-- Directions for this task --
Below is a set of entries. Reproduce exactly the lines from the one containing "the camouflage sleeve" through the end, both included.

-- Input for this task --
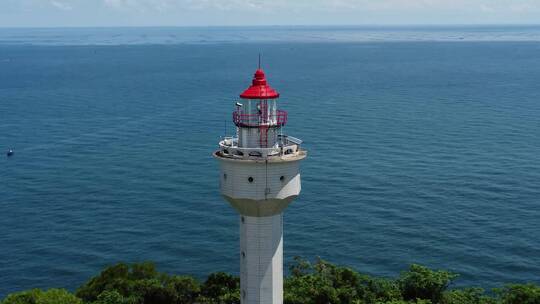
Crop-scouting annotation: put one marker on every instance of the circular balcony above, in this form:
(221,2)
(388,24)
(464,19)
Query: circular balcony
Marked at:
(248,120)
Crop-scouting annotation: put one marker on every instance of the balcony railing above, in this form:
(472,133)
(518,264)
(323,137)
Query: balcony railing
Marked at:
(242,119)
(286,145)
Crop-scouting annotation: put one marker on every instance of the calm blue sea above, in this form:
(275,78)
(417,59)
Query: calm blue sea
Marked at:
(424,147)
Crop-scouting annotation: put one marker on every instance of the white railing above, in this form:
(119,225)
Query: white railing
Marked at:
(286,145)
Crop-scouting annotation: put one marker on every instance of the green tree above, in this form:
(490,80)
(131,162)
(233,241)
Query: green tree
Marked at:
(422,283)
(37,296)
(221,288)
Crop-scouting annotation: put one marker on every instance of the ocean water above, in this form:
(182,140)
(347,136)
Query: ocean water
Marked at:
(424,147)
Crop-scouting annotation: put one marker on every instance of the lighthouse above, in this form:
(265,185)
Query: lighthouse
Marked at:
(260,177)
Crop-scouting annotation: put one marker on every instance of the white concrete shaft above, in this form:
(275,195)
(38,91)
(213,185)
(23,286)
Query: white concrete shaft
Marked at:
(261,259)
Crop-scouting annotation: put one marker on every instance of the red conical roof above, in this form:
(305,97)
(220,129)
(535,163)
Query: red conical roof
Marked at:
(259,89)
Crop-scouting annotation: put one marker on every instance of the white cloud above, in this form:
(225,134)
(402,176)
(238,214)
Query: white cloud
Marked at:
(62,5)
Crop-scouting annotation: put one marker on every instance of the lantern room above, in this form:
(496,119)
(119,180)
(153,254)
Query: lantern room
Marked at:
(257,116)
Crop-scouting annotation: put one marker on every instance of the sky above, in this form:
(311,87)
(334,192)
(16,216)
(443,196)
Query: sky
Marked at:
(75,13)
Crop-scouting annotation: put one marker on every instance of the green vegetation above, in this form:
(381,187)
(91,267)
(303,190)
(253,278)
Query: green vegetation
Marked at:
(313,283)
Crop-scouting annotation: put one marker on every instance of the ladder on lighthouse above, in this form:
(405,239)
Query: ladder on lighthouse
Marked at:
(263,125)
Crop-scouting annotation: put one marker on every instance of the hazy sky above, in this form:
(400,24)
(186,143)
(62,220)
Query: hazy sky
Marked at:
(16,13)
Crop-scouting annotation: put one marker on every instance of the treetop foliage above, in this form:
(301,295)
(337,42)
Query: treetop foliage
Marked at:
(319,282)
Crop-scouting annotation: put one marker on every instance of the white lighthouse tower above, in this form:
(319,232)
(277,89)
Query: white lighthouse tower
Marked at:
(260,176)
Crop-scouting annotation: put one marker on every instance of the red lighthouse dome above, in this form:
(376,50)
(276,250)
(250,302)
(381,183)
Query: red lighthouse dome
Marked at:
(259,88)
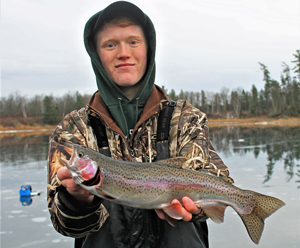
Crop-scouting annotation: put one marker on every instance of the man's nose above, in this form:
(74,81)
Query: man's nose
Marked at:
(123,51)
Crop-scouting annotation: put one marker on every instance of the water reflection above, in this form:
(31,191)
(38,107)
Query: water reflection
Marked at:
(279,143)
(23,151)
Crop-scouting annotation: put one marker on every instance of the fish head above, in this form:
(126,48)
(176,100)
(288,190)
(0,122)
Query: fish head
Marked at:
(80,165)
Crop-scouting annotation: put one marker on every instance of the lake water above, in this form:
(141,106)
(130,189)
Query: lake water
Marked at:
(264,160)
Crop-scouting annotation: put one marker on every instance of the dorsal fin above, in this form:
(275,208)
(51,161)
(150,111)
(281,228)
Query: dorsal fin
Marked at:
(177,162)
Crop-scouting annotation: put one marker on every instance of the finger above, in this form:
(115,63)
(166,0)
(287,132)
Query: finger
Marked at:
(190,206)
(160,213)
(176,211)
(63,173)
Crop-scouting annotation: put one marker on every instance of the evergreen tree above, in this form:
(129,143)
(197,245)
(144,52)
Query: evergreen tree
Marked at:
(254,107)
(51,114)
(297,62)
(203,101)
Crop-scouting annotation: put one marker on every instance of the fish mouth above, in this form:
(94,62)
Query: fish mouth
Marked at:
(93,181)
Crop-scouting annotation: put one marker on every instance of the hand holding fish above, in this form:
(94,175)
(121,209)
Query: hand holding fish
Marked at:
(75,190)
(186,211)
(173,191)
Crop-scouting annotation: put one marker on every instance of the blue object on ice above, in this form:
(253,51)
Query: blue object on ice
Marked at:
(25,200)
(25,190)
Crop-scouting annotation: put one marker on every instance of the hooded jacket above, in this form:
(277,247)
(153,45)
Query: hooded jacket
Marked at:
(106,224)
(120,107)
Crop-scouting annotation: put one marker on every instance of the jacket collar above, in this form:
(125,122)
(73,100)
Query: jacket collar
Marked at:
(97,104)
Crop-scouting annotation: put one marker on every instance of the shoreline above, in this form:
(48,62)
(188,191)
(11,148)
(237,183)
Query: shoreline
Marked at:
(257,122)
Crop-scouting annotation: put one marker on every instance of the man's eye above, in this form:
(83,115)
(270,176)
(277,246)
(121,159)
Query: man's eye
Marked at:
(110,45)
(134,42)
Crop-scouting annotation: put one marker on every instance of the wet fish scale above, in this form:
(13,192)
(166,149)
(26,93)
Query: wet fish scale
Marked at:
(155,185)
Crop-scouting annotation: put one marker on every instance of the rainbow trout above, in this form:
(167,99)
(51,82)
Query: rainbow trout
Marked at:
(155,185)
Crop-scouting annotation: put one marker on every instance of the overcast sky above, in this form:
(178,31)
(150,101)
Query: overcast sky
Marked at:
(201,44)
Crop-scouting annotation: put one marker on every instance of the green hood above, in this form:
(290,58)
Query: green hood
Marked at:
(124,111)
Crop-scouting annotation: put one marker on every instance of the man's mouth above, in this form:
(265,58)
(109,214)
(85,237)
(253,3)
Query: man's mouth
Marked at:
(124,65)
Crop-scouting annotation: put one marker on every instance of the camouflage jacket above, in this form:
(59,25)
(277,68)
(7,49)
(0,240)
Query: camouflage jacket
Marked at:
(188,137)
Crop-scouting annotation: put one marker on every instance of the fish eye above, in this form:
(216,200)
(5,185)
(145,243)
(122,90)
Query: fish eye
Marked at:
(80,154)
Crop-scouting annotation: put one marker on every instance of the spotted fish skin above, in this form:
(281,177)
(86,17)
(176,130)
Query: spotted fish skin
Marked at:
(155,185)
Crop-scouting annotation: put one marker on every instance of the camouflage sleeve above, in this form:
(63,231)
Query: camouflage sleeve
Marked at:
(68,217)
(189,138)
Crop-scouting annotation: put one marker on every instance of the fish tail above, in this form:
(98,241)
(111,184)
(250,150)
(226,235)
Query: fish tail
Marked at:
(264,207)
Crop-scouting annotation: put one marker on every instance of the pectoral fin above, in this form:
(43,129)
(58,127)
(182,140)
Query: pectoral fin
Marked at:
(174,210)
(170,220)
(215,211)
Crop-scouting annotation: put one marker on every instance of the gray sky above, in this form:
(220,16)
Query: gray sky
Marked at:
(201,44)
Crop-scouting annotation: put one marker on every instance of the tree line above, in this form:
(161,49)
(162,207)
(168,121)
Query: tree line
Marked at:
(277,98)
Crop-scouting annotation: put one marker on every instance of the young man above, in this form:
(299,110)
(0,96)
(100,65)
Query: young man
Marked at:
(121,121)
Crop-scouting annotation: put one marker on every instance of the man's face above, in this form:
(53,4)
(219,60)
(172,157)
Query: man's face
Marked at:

-- Response to this task --
Crop-scouting annotation: put one marker on every instance of the camouflage sleeve above, in this form:
(63,231)
Query: camouflage sleeve
Marked at:
(68,217)
(189,138)
Crop-scouting annotation: put one marker on every instance of the fish tail above, in this form:
(98,241)
(111,184)
(250,150)
(226,235)
Query: fish tail
Marked at:
(264,207)
Crop-scouting annotation: put one marker on every instance of the pectoral fin above, in this form:
(43,129)
(58,127)
(182,140)
Query: pectoral fin
Marked at:
(174,210)
(170,220)
(215,211)
Crop-scouting annotation: put one marker on every instance of the gray sky above, in this form:
(220,16)
Query: gray sky
Marked at:
(201,44)
Crop-scouting annotation: put one marker on every instance of the tree line above, in this form:
(161,49)
(162,207)
(168,121)
Query: tree line
Marked at:
(277,98)
Crop-scouting annotation: put one marker on every instance of the young man above, in this form:
(299,110)
(0,96)
(100,65)
Query: young man
Marked at:
(121,121)
Crop-scouting annotation: put one marker on every instance of the man's face above, in this form:
(53,4)
(219,60)
(172,157)
Query: man's face
Marked at:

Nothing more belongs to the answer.